-------- RECORDS FOR THIS EXERCISE --------
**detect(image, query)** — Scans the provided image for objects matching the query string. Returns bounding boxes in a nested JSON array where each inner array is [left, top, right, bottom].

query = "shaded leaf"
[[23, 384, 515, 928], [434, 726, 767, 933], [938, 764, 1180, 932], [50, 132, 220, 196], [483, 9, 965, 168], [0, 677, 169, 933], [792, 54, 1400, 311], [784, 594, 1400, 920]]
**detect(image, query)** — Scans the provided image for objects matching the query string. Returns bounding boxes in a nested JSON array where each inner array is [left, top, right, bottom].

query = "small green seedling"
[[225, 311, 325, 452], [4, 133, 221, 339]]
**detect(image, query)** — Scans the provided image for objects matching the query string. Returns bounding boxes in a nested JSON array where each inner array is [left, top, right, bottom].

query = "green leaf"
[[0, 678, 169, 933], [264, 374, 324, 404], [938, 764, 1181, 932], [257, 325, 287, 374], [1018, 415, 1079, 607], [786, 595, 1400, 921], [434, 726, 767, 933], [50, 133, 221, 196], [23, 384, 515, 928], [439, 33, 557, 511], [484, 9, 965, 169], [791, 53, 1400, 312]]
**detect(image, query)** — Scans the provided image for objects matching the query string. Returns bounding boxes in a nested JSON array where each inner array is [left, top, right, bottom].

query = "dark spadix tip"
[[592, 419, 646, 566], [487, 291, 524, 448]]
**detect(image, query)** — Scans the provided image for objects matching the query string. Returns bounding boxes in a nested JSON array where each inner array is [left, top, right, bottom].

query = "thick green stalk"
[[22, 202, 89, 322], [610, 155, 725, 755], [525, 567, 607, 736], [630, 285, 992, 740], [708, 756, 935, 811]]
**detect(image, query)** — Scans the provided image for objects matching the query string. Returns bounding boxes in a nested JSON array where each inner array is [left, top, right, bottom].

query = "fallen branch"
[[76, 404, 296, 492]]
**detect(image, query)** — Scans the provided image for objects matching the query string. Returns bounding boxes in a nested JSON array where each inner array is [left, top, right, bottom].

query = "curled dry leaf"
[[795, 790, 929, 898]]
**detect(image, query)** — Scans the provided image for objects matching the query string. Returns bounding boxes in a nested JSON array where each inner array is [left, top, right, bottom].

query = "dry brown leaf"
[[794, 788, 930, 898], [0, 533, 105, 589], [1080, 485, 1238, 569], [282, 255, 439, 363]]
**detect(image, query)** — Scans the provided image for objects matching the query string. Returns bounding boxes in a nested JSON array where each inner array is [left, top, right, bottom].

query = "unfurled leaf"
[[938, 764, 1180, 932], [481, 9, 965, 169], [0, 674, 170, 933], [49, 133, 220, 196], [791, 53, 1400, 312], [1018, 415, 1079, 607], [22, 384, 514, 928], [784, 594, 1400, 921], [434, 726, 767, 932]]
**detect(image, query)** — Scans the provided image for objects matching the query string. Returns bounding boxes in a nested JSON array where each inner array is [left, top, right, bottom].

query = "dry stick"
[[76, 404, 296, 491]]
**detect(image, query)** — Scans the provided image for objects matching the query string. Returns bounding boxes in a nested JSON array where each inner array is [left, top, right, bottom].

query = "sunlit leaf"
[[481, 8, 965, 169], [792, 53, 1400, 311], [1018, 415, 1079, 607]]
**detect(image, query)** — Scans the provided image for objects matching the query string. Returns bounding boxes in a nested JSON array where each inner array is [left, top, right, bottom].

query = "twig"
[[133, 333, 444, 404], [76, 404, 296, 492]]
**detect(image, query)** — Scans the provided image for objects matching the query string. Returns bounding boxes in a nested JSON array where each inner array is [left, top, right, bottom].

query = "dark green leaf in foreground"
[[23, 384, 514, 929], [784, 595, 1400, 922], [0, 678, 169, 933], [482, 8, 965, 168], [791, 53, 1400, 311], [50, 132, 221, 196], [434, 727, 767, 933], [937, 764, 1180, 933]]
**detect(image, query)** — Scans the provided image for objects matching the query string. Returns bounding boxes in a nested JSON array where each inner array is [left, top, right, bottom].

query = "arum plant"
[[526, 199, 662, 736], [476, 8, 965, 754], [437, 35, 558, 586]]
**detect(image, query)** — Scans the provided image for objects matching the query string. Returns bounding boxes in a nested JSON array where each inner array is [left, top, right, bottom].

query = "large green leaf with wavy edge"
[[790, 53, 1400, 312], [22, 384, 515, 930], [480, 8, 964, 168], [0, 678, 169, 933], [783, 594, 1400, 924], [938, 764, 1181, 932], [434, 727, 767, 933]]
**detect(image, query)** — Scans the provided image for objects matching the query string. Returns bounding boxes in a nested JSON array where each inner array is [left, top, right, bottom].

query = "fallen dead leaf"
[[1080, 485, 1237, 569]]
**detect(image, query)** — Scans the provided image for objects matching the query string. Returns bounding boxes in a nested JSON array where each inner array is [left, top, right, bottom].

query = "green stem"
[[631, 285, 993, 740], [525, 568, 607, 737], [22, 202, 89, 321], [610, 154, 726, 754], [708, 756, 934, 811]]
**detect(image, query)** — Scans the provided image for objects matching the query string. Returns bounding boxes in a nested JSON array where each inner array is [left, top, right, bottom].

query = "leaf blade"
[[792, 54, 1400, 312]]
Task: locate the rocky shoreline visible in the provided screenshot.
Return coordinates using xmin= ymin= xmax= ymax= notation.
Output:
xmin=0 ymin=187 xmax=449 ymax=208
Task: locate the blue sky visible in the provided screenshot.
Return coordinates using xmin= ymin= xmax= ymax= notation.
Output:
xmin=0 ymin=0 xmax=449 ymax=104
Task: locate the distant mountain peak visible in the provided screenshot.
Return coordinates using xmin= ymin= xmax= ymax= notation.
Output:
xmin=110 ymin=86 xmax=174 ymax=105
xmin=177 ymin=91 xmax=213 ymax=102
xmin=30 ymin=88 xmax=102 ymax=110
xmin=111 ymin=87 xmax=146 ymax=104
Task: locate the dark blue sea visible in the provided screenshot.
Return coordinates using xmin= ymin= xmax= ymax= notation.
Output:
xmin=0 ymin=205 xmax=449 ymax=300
--------
→ INSTRUCTIONS TO FOLLOW
Which of the lines above carry the string "Task"? Copy every one.

→ OUTPUT FOR THIS EXERCISE
Task: locate the rocky shoreline visible in the provided screenshot.
Task: locate the blue sky visible in the provided screenshot.
Task: locate the distant mountain peak visible in the provided screenshot.
Task: locate the dark blue sea visible in the provided screenshot.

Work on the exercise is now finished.